_課題文_: 次に示す因数分解の解説文を、最後の文の直後から書き継ぎなさい。

_本文抜粋_:
------------
前回は、「かなり詳しい因数分解の解き方─応用編②置き換え」を考えました。

かなり詳しい因数分解の解き方─応用編②置き換え
前回は、「かなり詳しい因数分解の解き方─応用編①共通因数」を考えました。 今回はその続きです。 置き換え + 因数分解の公式 考えやすいように何らかの形に置き換えてから、因数分解の公式等を適用する問題です。 手際よく...

今回はその続きです。

因数分解で、解くのに工夫が必要な問題

因数分解の問題の中には、共通因数でくくったり因数分解の公式を使おうとしてもすぐには解けない問題があります。そのような場合はどうすればよいか考えます。

次数の一番低い文字について整理する

普通に解けそうにない問題に直面したときに最初に取り組むべきことは、「次数の一番低い文字について整理する」ことです。これは高校で習う因数分解でも通用する大事な考え方です。

こんな問題です。

\[a^2+bc-ab-ac=?\]

この問題は共通因数がありませんし、因数分解の公式を当てはめるのも難しそうです。
そこで、「次数の一番低い文字について整理」してみます。

a の次数は2、b の次数は1、c の次数は1なので、b か c のどちらかで整理します。今回は b で整理することにします。そうすると、

\[a^2+bc-ab-ac=(bc-ab)+(a^2-ac)=b(c-a)+a(a-c)\]

となります。

ここで、何となく「 \((c-a)\) 」と「 \((a-c)\) 」が怪しそうですね。これらは実は共通因数です。なぜなら、

\[a-c=-c+a=-(c-a)\]

と書き換えられるからです。
それで、こうなります。

\[b(c-a)+a(a-c)=b(c-a)-a(c-a)\]

そして、「 \(c-a=A\) 」と置いて計算を進めてみましょう。
------------
_提供資料_:
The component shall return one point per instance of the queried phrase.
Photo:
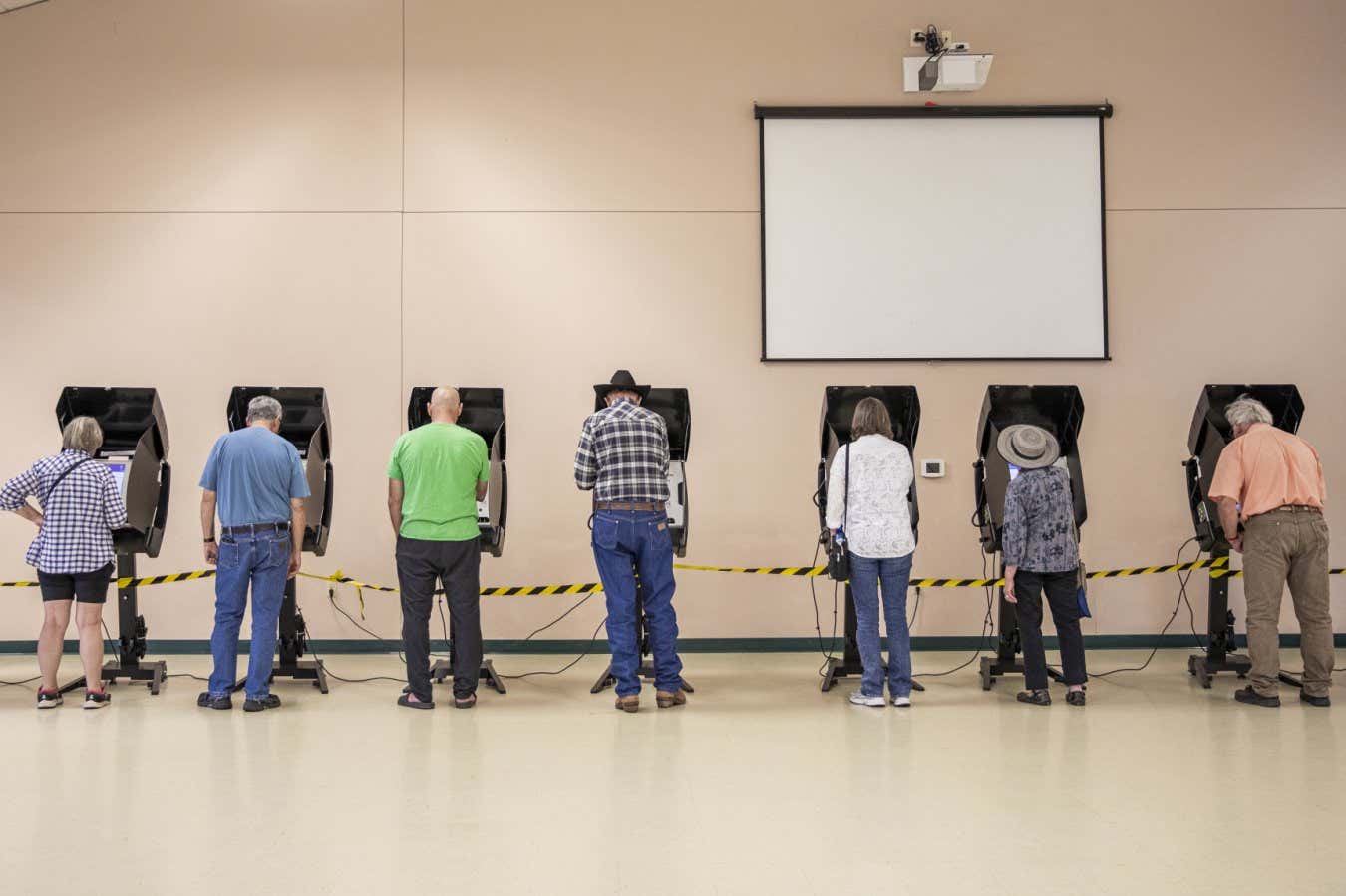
------------
_課題の解答_:
\[b(c-a)-a(c-a)=bA-aA=A(b-a)=(c-a)(b-a)\]

従って、

\[a^2+bc-ab-ac=(c-a)(b-a)\tag{1}\]

となります。

因数分解の公式①を使ってもできます・・・

この問題は因数分解の公式①を使ってもできます。
まず、a について整理して、
\[a^2+bc-ab-ac=a^2+a(-b-c)+bc\]
ここで、因数分解の公式①です。
「足して-b-c、掛けて bc 」になる2数を探せばよいということになりますが、それは「-bと-c 」です。
それで、こうなります。
\[a^2+bc-ab-ac=a^2+a(-b-c)+bc=(a-b)(a-c)\tag{2}\]

式(1)と式(2)で結果が違う?・・・

よく見ると、式(1)と式(2)で結果が違うように見えますが、実はこれらは同じです。
式(1)の結果から変形していくと、式(2)になります。
\[(c-a)(b-a)=\{-1\times(a-c)\}\{-1\times(a-b)\}\]\[=(-1)^2\times(a-b)(a-c)=(a-b)(a-c)\]
めでたし、めでたし。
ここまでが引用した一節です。